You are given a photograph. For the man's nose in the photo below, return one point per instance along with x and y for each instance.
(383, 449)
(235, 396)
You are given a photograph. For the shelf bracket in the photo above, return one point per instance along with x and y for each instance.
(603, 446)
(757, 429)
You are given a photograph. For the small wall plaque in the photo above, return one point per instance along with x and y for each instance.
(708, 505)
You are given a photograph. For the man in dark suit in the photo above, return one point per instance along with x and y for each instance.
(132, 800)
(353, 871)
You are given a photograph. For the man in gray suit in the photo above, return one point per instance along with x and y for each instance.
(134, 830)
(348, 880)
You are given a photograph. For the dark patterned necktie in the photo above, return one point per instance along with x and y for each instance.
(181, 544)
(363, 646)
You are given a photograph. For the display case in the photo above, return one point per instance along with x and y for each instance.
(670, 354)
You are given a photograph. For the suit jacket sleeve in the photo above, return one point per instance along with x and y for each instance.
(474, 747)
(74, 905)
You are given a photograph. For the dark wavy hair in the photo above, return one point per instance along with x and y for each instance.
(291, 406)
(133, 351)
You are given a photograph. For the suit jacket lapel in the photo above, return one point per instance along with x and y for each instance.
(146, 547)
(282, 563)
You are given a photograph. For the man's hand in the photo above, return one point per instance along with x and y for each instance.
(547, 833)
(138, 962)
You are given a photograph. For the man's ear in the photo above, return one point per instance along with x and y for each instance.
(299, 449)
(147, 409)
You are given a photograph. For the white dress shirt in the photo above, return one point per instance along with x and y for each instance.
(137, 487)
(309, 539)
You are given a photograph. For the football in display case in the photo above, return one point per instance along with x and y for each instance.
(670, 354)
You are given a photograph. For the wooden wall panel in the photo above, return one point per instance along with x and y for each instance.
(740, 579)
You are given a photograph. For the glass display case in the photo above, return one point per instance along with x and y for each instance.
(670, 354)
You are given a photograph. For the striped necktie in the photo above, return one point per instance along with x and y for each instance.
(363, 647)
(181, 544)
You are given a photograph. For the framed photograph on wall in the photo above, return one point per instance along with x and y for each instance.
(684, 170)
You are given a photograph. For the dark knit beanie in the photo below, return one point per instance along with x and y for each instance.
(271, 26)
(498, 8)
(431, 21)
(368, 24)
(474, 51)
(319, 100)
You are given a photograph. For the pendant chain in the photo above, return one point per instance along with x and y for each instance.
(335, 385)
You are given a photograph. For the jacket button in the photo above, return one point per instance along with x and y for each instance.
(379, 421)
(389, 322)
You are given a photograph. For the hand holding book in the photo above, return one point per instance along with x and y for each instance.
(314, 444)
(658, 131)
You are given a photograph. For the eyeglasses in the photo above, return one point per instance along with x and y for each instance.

=-=-=

**HOW TO COMPLETE THIS TASK**
Write out all of the records exactly as they stand above.

**PROBLEM SOLUTION**
You are given a photograph. For the man's nose in the photo below, return one point per instance along with x and y for each instance.
(383, 449)
(235, 396)
You are given a photograph. For the shelf bracket in the photo above, return one point per instance along with x and y for each instance.
(603, 446)
(757, 429)
You are given a photograph. For the small wall plaque in the photo above, return one point per instance along with x and y for each instance.
(708, 505)
You are given a photograph. For the man in dark suit in the photo above, return one point per instance along with x and y for each instance.
(132, 800)
(353, 871)
You are given a photograph. For the man in gray suit in the photo above, return one point per instance along with x and y for each instance.
(134, 830)
(348, 880)
You are given a photograph. For the dark patterned necktie in the photo above, return one point per instance along with x and y for each instance.
(181, 544)
(363, 646)
You are given a photograph. For the display case in the photo above, return one point per instance along with x and y for each instance.
(670, 354)
You are given a photograph. For the suit jacket sleeve in the photo above, return one point per instance along with x and y for each instance.
(474, 747)
(74, 905)
You are given a photograph. For the dark wavy hair in the photo above, return one point per instance along with x and y for each instance.
(291, 406)
(133, 351)
You are given a photograph. For the suit jacket lapel in the photo above, return one point per instance along with x and y for each instance.
(146, 547)
(282, 563)
You are given a photograph. For the man's hand in the photo above, return one point per instance along with x and y for each instance.
(547, 833)
(138, 962)
You are given a photograph. For the man's ear in the photo above, return one point per instance along with x and y for each instance.
(299, 449)
(147, 409)
You are given a photograph. For the white dress shirt in the photo above, return one point per instance along with x and y for each instance.
(137, 487)
(309, 539)
You are given a photograph. For the football in display case in the photo above, return one point per instance along with x and y for each instance.
(670, 354)
You are given a photograph. For the wooden wall panel in the photo above, return one point per instance along with x and y for each instance.
(740, 579)
You are given a photograph. For the glass display case in the photo above, return one point per instance along with x and y for each instance.
(670, 354)
You are given a photograph. For the striped necktie in the photo above, return one point per instance along with x and y for each instance.
(363, 647)
(181, 544)
You are given a photograph. For the framed photograph on wall in the photo above, return one point per instance along with x and y for each instance.
(684, 170)
You are given a photograph. For the dark knit beanie in the photo below, return one point per instance along with x and y for each instance.
(271, 26)
(498, 8)
(431, 21)
(368, 24)
(474, 51)
(319, 100)
You are given a photograph. For the pendant chain in the photo above, return one point per instance along with x and y for each instance.
(335, 385)
You are given a photograph. For the jacket button in the photo above, return one point per instance along with x and y for each instance.
(379, 421)
(389, 322)
You are given a photograph. For the hand holding book in the photo above, return one point per instance along with x and y for each instance.
(314, 444)
(658, 131)
You are given a photograph. For the eyeglasses in the photo above, return one point per instance along with x and y for each instance.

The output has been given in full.